▸ **Exercise directions**
The entries below need to be written out exactly, with no pictures included.
____ Stored rows
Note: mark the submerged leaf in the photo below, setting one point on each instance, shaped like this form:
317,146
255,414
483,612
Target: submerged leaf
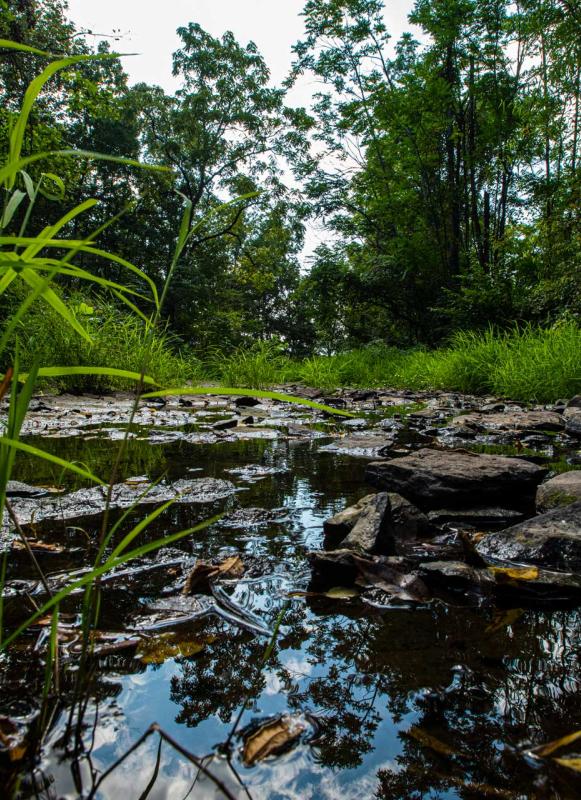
271,738
203,574
556,744
570,763
171,645
515,573
430,741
________
▸ **Response**
Note: mark the submerged leaf in the photo below, setting one point on each instance, shaped like this form:
317,146
255,414
483,612
Target: submerged leaf
271,738
203,574
556,744
570,763
171,645
515,573
430,741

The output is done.